### Document passage

◆ ◆ ◆ ◆ ◆ ◆ ◆

How can I detect and remove outliers from a large dataset?

I am presently trying to process a large dataset (n = 5000000) and I am really facing challenges writing codes that could detect and remove all the outliers present in the dataset. I tried using modified thomson tau method but it didnt work and I am presently trying to apply modified z- score method but still cant make a head go with the matlab codes.
Attached is the plot of the signal with peaks and dips for better understanding. I also want to fill the deleted outlier points with an interpolation and would appreciate a suggestion.
Please, I will appreciate any further assistance on how to get rid of the peaks and dips on the signal and how to fill the removed outliers points with an interpolation.
I will appreciate any suggestions on other methods to use to remove the outliers and if possible codes for the method.

◆ ◆ ◆ ◆ ◆ ◆ ◆

### Dataset excerpt
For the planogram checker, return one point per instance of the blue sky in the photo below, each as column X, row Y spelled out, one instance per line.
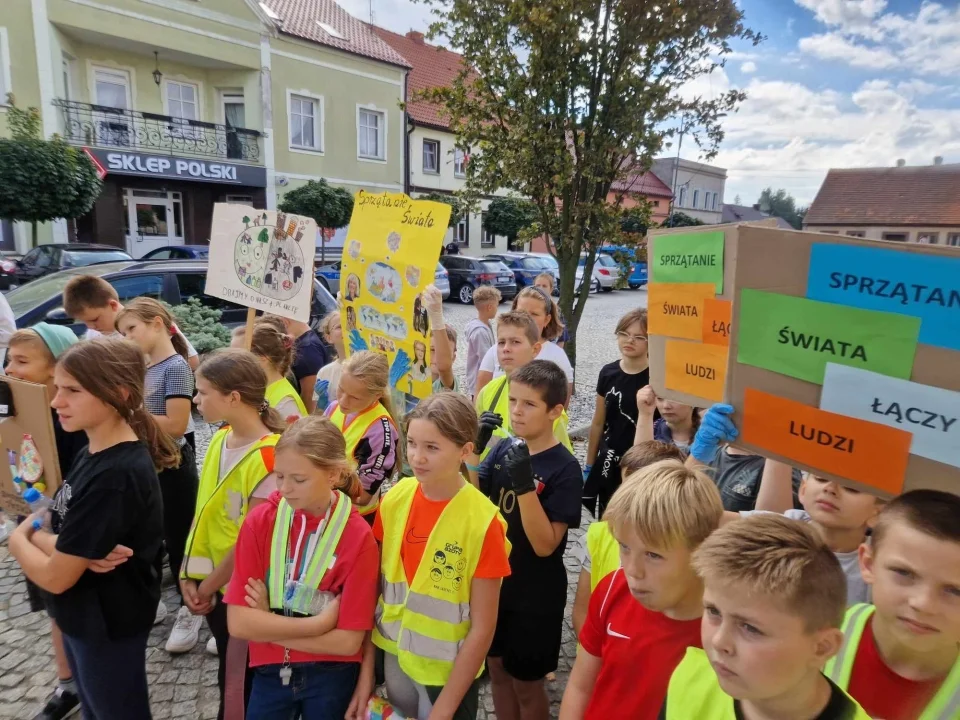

◆ ◆ ◆ ◆ ◆ ◆ ◆

### Exercise details
In the outlier-removal post, how large is the dataset being processed? Please answer from the outlier-removal post alone, not from the listing.

### Task output
The dataset has n = 5000000.